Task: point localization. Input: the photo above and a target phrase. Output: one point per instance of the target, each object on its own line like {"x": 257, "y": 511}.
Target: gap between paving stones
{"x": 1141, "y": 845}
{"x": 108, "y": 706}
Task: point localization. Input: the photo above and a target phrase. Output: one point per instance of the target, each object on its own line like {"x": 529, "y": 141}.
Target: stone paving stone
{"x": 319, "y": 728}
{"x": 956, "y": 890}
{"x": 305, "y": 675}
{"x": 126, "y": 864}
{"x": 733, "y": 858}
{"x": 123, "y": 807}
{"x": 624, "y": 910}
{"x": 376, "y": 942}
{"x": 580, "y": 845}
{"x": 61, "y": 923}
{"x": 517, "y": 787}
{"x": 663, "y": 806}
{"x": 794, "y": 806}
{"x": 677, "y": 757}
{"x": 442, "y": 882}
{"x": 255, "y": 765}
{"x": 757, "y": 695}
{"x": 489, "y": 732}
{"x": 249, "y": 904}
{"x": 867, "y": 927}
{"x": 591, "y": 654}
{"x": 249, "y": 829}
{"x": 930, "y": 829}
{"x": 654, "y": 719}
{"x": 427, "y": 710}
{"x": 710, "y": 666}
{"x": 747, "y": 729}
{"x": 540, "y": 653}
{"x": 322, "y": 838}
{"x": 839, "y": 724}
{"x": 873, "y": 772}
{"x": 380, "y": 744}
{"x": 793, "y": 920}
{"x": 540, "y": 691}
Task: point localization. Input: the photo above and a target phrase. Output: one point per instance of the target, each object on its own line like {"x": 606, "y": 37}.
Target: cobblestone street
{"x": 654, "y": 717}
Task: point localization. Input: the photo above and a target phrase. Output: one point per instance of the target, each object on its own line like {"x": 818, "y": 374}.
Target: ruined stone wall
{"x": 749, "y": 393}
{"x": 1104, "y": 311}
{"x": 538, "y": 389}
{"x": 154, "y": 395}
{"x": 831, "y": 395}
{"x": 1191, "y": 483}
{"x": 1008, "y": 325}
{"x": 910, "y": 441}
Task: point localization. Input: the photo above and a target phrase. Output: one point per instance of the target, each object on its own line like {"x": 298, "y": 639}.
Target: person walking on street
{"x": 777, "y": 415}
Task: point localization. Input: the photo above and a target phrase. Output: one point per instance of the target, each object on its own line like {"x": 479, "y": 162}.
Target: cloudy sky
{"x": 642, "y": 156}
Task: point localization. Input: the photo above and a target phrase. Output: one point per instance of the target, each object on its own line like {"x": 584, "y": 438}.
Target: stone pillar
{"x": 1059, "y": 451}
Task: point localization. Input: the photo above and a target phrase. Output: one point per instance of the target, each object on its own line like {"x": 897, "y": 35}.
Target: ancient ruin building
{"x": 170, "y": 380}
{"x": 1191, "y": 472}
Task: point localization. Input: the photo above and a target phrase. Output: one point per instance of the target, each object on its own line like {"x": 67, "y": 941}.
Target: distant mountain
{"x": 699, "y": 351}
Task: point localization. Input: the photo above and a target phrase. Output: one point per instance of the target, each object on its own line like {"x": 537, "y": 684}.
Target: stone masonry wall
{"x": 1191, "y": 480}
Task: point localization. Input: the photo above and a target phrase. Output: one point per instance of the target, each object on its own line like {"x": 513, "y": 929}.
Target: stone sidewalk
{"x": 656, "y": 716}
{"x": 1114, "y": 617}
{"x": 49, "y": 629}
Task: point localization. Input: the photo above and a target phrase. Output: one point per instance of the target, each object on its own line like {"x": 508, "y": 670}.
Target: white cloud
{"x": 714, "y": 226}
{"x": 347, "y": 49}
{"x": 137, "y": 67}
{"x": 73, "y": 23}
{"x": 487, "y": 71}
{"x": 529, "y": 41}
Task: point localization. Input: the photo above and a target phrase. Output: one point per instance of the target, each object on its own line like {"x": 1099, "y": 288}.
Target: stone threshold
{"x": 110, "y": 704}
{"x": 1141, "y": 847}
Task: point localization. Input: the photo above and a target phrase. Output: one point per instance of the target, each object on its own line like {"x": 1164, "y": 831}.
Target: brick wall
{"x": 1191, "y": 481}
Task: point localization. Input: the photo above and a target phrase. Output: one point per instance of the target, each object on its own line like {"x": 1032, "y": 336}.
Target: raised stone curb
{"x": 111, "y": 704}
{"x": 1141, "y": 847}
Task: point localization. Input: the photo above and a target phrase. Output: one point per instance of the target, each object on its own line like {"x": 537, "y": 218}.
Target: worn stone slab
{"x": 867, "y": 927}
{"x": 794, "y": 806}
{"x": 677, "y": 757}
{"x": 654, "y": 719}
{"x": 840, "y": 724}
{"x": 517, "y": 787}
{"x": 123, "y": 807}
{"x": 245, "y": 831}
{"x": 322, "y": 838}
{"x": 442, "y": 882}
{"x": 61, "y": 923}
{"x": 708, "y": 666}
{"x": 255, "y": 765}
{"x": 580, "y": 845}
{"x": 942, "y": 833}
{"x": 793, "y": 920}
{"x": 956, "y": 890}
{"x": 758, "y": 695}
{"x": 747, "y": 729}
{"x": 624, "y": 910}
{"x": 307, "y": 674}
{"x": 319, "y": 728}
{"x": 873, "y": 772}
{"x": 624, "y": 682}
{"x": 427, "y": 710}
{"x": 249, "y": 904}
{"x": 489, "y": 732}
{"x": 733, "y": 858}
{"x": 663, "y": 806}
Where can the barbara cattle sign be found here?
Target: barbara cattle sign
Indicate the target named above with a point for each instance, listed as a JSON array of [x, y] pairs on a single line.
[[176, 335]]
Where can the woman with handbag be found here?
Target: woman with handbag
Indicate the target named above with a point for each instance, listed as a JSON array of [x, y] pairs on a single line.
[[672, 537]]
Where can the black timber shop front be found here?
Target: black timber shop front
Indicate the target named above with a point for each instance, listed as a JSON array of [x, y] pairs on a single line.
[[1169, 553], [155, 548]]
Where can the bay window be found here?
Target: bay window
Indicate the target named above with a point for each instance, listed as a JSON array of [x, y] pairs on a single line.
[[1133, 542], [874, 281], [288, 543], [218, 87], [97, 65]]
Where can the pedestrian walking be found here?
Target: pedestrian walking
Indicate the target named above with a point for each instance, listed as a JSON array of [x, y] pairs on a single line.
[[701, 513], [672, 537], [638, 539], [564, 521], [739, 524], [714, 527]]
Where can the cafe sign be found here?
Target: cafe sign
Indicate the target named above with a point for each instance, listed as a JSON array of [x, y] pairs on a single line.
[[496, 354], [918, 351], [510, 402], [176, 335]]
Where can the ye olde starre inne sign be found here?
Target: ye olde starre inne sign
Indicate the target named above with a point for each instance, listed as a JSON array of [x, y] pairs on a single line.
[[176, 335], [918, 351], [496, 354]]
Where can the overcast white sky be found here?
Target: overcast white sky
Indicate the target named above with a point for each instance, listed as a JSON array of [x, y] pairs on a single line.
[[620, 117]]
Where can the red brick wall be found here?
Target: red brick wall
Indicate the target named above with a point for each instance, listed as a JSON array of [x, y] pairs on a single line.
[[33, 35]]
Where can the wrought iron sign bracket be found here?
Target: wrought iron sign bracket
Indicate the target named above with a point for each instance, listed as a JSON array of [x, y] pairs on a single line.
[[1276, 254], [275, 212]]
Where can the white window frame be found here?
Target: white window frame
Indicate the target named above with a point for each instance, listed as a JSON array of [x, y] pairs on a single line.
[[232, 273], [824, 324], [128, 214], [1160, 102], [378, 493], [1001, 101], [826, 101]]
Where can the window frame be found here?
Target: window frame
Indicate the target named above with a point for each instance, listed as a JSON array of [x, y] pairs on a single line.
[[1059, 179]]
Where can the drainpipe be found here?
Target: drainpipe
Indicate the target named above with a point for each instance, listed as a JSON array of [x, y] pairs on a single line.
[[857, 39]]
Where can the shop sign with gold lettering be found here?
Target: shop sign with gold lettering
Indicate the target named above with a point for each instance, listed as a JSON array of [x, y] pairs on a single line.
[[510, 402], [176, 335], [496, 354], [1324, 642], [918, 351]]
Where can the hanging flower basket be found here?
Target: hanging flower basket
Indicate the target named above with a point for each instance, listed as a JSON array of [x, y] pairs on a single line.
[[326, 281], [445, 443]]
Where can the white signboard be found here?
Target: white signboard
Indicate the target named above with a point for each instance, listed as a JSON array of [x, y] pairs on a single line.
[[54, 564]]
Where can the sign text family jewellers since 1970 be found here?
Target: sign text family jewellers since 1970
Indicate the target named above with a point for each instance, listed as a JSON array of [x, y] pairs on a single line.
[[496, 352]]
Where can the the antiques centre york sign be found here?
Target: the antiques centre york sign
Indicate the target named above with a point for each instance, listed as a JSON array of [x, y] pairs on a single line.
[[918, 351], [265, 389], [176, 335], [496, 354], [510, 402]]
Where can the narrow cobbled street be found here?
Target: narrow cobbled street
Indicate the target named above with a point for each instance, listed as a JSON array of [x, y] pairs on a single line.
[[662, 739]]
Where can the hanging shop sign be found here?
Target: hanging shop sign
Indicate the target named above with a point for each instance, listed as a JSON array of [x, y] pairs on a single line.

### Exercise requirements
Copy out everything from the line containing "Where can the ye" down to the line containing "[[1276, 254], [275, 212]]", both ends included, without any change.

### Result of this exercise
Where can the ye olde starre inne sign be found here?
Target: ye olde starre inne sign
Indicate the target named above with a point for each instance, listed as a JSON array of [x, y] pairs on a single line.
[[176, 335], [918, 351], [496, 354]]
Where can the overcast white sky be found here?
Target: overcast white sky
Indicate the target named above with a point for each instance, listed as a JSON array of [x, y] pairs on a single line.
[[620, 117]]
Where can the red brick wall be found here?
Target: red brick wall
Indicate the target named above with a point for each instance, listed as a JSON array of [x, y] pairs on a single line.
[[33, 35]]
Where can the wrought iron sign bracket be found here?
Target: wrought iron sign bracket
Indicate the target named above with a point for each instance, listed as a JSON array of [x, y] pairs on a single line.
[[1276, 254], [275, 212]]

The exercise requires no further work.